WHAT NEEDS TO BE DONE. What follows is a listing to be transcribed exactly.

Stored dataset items

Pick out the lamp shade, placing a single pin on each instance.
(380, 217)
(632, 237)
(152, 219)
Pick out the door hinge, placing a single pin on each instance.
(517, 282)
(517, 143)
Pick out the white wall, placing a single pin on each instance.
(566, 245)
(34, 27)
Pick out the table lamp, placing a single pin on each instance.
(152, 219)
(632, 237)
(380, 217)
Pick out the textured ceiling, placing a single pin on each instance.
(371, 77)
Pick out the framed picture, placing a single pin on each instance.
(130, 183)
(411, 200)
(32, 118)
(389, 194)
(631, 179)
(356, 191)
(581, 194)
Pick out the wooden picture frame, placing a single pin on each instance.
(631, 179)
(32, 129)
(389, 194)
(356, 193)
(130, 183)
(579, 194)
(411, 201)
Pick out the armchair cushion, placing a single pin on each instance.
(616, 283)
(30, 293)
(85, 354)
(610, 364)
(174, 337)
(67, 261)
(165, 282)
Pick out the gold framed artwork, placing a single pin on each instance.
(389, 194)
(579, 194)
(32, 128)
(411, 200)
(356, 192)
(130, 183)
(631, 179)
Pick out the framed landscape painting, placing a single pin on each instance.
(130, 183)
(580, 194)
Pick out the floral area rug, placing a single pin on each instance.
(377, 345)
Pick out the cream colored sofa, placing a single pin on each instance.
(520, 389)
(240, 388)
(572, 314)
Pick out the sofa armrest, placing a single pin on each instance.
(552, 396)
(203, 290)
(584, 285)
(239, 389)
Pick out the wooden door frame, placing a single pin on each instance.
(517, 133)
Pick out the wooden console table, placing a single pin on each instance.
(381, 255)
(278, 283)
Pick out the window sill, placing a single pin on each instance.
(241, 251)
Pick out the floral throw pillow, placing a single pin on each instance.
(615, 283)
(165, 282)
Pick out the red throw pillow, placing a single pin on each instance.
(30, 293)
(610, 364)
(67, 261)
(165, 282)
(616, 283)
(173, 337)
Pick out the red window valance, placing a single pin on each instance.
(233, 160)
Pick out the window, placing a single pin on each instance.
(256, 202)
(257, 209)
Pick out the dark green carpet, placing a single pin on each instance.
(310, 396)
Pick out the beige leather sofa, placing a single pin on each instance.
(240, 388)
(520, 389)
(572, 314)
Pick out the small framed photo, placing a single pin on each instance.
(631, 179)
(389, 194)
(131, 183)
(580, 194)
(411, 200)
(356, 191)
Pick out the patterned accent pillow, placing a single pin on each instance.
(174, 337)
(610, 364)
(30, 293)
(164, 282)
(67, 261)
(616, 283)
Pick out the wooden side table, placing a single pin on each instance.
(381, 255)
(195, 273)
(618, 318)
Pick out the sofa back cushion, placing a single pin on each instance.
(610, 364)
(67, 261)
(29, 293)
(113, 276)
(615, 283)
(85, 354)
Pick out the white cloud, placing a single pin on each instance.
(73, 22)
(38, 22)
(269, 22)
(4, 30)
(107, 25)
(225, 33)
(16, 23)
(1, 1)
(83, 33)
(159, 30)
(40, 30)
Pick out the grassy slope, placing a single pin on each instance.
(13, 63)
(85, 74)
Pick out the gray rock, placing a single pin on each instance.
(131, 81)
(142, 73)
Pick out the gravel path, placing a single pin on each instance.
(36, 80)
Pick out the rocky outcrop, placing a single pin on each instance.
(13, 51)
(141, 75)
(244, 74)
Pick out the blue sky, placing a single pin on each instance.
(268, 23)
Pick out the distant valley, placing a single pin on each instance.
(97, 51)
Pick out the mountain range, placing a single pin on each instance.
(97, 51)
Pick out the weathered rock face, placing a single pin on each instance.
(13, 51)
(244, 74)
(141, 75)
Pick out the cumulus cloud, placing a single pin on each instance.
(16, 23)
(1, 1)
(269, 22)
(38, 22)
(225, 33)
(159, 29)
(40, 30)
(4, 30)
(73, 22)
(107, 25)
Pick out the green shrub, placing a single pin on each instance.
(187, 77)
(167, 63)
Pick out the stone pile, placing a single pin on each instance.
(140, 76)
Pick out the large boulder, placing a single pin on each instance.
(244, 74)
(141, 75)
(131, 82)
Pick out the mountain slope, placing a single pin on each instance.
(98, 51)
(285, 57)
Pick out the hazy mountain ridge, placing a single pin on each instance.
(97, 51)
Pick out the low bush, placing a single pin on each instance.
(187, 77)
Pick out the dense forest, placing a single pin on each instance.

SOLUTION TO THIS PROBLEM.
Pick out the lamp shade, placing a single pin on each instance.
(380, 217)
(632, 237)
(152, 219)
Pick out the door hinge, placing a single pin on each instance.
(517, 282)
(517, 143)
Pick out the white wall, placing a single pin on each instance.
(566, 245)
(34, 27)
Pick out the table lamp, placing a single pin on each instance.
(152, 219)
(632, 237)
(380, 217)
Pick out the textured ceiling, placing a single pin on each instance.
(371, 77)
Pick out the framed picture, placing a single pin on each instance.
(130, 183)
(411, 200)
(32, 118)
(389, 194)
(631, 179)
(356, 191)
(581, 194)
Pick out the wooden picture frame, placing a single pin on each instance.
(631, 179)
(32, 129)
(389, 194)
(356, 193)
(130, 183)
(579, 194)
(411, 201)
Pick out the armchair cushion, placing a single pin on each instance.
(616, 283)
(30, 293)
(85, 354)
(610, 364)
(174, 337)
(67, 261)
(165, 282)
Pick out the gold framed artwork, placing a single pin on each instance.
(389, 194)
(579, 194)
(32, 128)
(411, 200)
(356, 192)
(130, 183)
(631, 179)
Pick out the framed landscape painting, placing a single pin on each instance.
(130, 183)
(580, 194)
Pick out the floral area rug, placing a single pin on each instance.
(377, 345)
Pick out the cream colored sofa, placing a single pin on each instance.
(520, 389)
(240, 388)
(572, 314)
Pick out the sofa armrest, placing a single pin on each instance.
(552, 396)
(203, 290)
(584, 285)
(239, 389)
Pick out the wooden door frame, placing a single pin on each instance.
(517, 133)
Pick out the wooden console table, placing a single pin on each instance.
(381, 255)
(278, 283)
Pick out the window sill, placing a single pin on each instance.
(241, 251)
Pick out the floral throw pillow, placing a single pin on each instance.
(615, 283)
(165, 282)
Pick out the red throw pillow, placing a single pin on each instance.
(30, 293)
(610, 364)
(67, 261)
(165, 282)
(616, 283)
(173, 337)
Pick out the red window valance, placing a single pin on each instance.
(233, 160)
Pick out the window, placing a single pin on each instance.
(256, 202)
(257, 209)
Pick out the dark green carpet, placing a single pin on each instance.
(310, 396)
Pick out the beige leather sofa, placing a single pin on each instance.
(240, 388)
(520, 389)
(572, 314)
Pick out the small framed photo, placing a single pin on each instance.
(631, 179)
(389, 194)
(131, 183)
(580, 194)
(411, 200)
(356, 191)
Pick out the patterned accent pillow, placing a single pin on each instance.
(174, 337)
(610, 364)
(30, 293)
(164, 282)
(67, 261)
(616, 283)
Pick out the wooden side table, placing a single pin on each instance.
(381, 255)
(195, 273)
(618, 318)
Pick out the sofa back cushion, placing a single pin on each instance.
(610, 364)
(67, 261)
(29, 293)
(113, 276)
(615, 283)
(85, 354)
Pick out the white cloud, placing a single pin on each instance.
(73, 22)
(38, 22)
(269, 22)
(4, 30)
(107, 25)
(225, 33)
(16, 23)
(1, 1)
(83, 33)
(159, 30)
(40, 30)
Pick out the grassy slope, placing a single pin on each instance.
(13, 63)
(85, 74)
Pick out the gray rock, placing a single pin on each instance.
(131, 81)
(142, 73)
Pick out the gravel path, placing a single pin on each instance.
(36, 80)
Pick out the rocky outcrop, placing a single pin on each instance.
(13, 51)
(141, 75)
(244, 74)
Pick out the blue sky, placing a single pin on each instance.
(268, 23)
Pick out the distant valley, placing a single pin on each instance.
(97, 51)
Pick out the mountain range, placing a single pin on each instance.
(97, 51)
Pick out the weathered rock face, placing a single pin on each instance.
(13, 51)
(244, 74)
(141, 75)
Pick out the cumulus cloud, placing a single pin on each instance.
(16, 23)
(1, 1)
(269, 22)
(38, 22)
(225, 33)
(159, 29)
(40, 30)
(4, 30)
(73, 22)
(107, 25)
Pick out the green shrub, placing a single pin on each instance.
(187, 77)
(167, 63)
Pick out the stone pile, placing a single pin on each instance.
(140, 76)
Pick out the large boulder, placing a single pin on each instance.
(244, 74)
(141, 75)
(131, 82)
Pick out the mountain slope, placing a single pin on each instance.
(98, 51)
(285, 57)
Pick out the hazy mountain ridge, placing a single pin on each instance.
(97, 51)
Pick out the low bush, placing a single pin on each instance.
(187, 77)
Pick out the dense forest, placing a single pin on each instance.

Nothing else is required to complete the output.